* **Bloco de texto**:
# # #
O próprio Paulo se considerava como modelo de humildade (2Cor 10:1) e
instava que o modo de vida do cristão não deveria aspirar às coisas “altas”, mas
acomodar-se às “coisas humildes” (Rm 12:16).
A relação entre esses termos em Qumran, particularmente entre pobres e
humildes, é intrínseca. Segundo Lohfink,
... não há dúvida de que as palavras para pobreza em Qumran não significam
só privação física, ser oprimido, ser perseguido. Incluem ao mesmo tempo
que essa sorte é aceita perante Deus; mais, que pode valer como verdadeira
expressão daquilo que o homem é em relação a Deus: nascido do pó. Nesse
sentido o seu significado estende-se até à palavra “humildade” (2001:42).
O mesmo pode-se dizer em Paulo. Devido ao arcabouço léxico com termos
relacionados à pobreza utilizado por ele para explicar temas inseridos na teologia cristã,
podemos deduzir que seu uso possui raízes sectárias.
# # #
* **Linhas de dados**:
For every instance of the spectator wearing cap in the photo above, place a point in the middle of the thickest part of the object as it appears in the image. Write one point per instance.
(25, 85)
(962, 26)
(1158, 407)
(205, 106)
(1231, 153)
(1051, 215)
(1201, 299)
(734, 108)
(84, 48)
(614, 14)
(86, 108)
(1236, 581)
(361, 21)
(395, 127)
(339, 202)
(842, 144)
# # #
* **Ações necessárias**:
- 1) Na citação de Lohfink no texto sobre pobreza e humildade em Qumran e em Paulo, até que palavra se estende o significado das palavras para pobreza em Qumran?
- 2) Continue o texto sobre pobreza e humildade em Qumran e em Paulo a partir da última frase apresentada.

* **Respostas por tarefa**:
- 1) Estende-se até à palavra “humildade”.

- 2)
Talvez se possa imaginar que essas formulações paulinas tenham sido oriundas
do AT ao invés do sectarismo. Na verdade, a idéia de pobreza relacionada com a
humildade não é originária de Qumran. Ela existe não só no AT, mas também em todo o
Antigo Oriente (cf. LOHFINK, 2001:42). No entanto, a ênfase dada a ela na
comunidade, com seu desenvolvimento e desdobramento em uma série de termos
correlatos, é o que faz a diferença em Qumran. É essa a maneira que a comunidade do
mar Morto pensava a questão da pobreza, e foi daí que Paulo provavelmente apanhou e
desenvolveu a idéia em sua teologia.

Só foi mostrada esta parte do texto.